Provided text below:
ISLAMABAD: The government has admitted in its fiscal policy statement before Parliament that it breached its envisaged target under Fiscal Responsibility and Debt Limitation Act 2005 for reducing fiscal deficit and maintaining total public debt within prudent limits.
In its report submitted before Parliament in its recent session, the Ministry of Finance stated that the federal fiscal deficit excluding grants was recorded at Rs 3,601 billion or 8.6 percent of GDP during financial year 2019-20 thus remaining higher than the threshold prescribed in the Fiscal Responsibility and Debt Limitation Act 2005 2005. The government tried to explain that in the aftermath of COVID-19 pandemic the situation went out of control but this departure is temporary and the government took a number of steps to reverse the trend.
The policy statement conceded that the debt per capita is rising and now standing at Rs 175,000 on each Pakistani national. The government also conceded that it also could not achieve its target of decline in public debt to GDP ratio to 84 percent rather it rose to 87.2 percent of GDP in fiscal year 2019-20 after the outbreak of COVID-19 pandemic.
It further claimed that based on prudent economic policies of the government, debt to GDP ratio is projected to decline over the next few years. But the independent economists believe that its only wish-list of the incumbent regime as keeping in view low GDP growth and higher fiscal deficit it would be hard for the government to achieve reduction in debt to GDP ratio. Total public debt recorded at Rs 36.399 trillion till end June 2020, recorded an increase of Rs 3.691 trillion during the last fiscal.
The Debt Policy Statement did not mention total debt and liabilities (TPD &L) in its report to the Parliament which stands at Rs 44.8 trillion till end September 2020-21 against Rs 29 trillion on June 2018. Total external debt and liabilities stood at $113.8 billion on September 30, 2020 according to State Bank of Pakistan.
End of Provided text.
Answer these questions from the article on Pakistan's public debt:
1. What was the federal fiscal deficit excluding grants in financial year 2019-20, as a percent of GDP?
2. What debt per capita does the policy statement say each Pakistani national carries?
3. According to the State Bank of Pakistan, what did total external debt and liabilities stand at on September 30, 2020?
The entries that come next have nothing to do with the article on Pakistan's public debt.
Material supplied below:
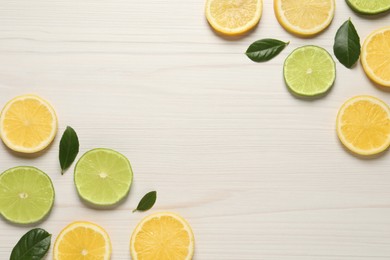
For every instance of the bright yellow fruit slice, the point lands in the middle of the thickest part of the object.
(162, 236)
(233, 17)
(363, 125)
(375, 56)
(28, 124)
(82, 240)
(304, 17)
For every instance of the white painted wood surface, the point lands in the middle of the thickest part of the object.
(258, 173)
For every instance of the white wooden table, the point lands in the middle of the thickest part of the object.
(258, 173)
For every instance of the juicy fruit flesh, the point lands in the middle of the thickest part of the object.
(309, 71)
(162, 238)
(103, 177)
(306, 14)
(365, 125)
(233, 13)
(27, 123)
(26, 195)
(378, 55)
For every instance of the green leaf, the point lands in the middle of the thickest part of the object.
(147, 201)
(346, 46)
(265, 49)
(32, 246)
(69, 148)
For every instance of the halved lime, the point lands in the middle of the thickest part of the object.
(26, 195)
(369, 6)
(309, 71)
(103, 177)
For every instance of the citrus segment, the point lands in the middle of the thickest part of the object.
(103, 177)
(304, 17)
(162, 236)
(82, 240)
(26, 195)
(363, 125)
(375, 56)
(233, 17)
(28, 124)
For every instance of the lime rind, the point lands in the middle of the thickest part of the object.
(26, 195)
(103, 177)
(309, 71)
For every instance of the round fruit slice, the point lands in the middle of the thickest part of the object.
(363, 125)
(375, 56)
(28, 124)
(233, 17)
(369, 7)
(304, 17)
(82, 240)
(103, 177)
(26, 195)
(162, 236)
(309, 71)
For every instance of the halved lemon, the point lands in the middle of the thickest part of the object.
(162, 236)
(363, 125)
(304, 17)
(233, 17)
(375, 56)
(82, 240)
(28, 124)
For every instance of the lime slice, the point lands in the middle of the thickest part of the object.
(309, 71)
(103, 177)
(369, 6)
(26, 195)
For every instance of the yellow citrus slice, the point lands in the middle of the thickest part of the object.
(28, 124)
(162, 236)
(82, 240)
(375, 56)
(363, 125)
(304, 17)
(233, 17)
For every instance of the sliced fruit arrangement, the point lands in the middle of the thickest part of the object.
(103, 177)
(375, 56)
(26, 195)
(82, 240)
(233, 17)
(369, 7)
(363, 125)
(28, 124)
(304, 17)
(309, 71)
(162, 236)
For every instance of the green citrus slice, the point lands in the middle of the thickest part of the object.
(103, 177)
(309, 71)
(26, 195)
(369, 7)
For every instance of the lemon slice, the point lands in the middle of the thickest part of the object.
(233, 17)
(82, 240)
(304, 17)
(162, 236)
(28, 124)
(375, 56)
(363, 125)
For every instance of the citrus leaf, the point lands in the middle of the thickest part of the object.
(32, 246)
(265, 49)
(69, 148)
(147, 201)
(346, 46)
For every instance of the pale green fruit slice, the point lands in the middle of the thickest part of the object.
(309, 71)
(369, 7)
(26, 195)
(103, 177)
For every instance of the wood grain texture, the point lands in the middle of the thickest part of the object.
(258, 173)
End of Material supplied.
Material supplied below:
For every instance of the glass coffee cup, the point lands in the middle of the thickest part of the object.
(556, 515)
End of Material supplied.
Problem solution ::
1. 8.6 percent of GDP
2. Rs 175,000
3. $113.8 billion